What is being asked
No record may be left out; print them all verbatim.

Exercise data
-- Opening Marker --

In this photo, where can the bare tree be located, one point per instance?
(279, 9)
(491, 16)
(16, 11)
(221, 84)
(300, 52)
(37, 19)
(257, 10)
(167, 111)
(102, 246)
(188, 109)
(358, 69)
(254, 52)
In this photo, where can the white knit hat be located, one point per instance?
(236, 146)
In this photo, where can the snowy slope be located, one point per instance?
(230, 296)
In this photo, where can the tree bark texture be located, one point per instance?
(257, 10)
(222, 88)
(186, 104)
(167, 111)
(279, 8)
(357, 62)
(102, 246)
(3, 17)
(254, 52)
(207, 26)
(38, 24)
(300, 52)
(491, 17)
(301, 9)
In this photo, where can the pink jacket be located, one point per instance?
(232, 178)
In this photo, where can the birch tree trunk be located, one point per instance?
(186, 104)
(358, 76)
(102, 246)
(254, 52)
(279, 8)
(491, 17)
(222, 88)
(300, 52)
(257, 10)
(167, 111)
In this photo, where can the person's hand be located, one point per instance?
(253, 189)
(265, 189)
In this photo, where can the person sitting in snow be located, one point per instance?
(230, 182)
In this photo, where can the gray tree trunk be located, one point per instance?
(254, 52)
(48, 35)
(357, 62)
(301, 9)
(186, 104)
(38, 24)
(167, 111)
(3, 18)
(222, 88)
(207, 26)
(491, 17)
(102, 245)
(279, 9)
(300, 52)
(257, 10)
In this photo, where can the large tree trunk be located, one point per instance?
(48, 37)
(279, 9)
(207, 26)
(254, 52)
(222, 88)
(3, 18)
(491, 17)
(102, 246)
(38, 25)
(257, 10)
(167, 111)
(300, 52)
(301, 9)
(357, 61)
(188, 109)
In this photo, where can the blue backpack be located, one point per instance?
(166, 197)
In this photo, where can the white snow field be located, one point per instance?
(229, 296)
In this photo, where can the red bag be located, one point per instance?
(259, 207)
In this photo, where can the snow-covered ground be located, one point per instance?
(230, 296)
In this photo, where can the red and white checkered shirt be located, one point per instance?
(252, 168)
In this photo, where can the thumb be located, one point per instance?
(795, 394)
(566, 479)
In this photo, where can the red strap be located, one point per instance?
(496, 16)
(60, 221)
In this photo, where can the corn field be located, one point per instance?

-- Closing Marker --

Answer area
In this photo, where can the bare tree be located, one point per instance?
(279, 9)
(491, 16)
(16, 11)
(221, 84)
(300, 52)
(37, 19)
(257, 10)
(167, 111)
(102, 246)
(188, 109)
(358, 69)
(254, 52)
In this photo, where can the white knit hat be located, one point per instance?
(236, 146)
In this photo, where can the snowy slope be located, one point per instance?
(230, 296)
In this photo, where can the tree bark texture be located, one point per instance?
(257, 10)
(222, 88)
(186, 104)
(167, 111)
(279, 8)
(357, 62)
(102, 246)
(3, 17)
(254, 52)
(207, 26)
(38, 24)
(300, 52)
(491, 17)
(301, 9)
In this photo, where can the pink jacket be located, one point per instance?
(232, 178)
In this photo, where can the birch tree trunk be located, one point per instance?
(186, 104)
(358, 76)
(102, 246)
(254, 52)
(279, 8)
(491, 17)
(222, 88)
(300, 52)
(257, 10)
(167, 111)
In this photo, where can the person's hand be located, one point per instance?
(253, 189)
(265, 189)
In this photo, where can the person sitting in snow be located, one point per instance?
(230, 182)
In this photo, where can the gray tree trunk be located, one point per instance?
(254, 52)
(48, 35)
(357, 62)
(301, 9)
(186, 104)
(38, 24)
(167, 111)
(3, 18)
(222, 88)
(207, 26)
(491, 17)
(102, 245)
(279, 9)
(300, 52)
(257, 10)
In this photo, where can the large tree trunk be located, one point per instance?
(48, 37)
(279, 9)
(207, 26)
(254, 52)
(222, 88)
(3, 18)
(491, 17)
(102, 246)
(38, 25)
(257, 10)
(167, 111)
(300, 52)
(301, 9)
(357, 61)
(188, 109)
In this photo, where can the blue backpack be located, one point per instance?
(166, 197)
In this photo, where can the white snow field be located, one point per instance?
(229, 296)
In this photo, where can the red bag be located, one point per instance?
(259, 207)
In this photo, where can the snow-covered ground be located, one point per instance?
(230, 296)
In this photo, where can the red and white checkered shirt be located, one point per instance?
(252, 168)
In this photo, where can the thumb be located, one point per instance?
(795, 394)
(566, 479)
In this photo, where can the red strap be located, one point per instance?
(496, 16)
(60, 221)
In this photo, where can the corn field be located, one point per instance?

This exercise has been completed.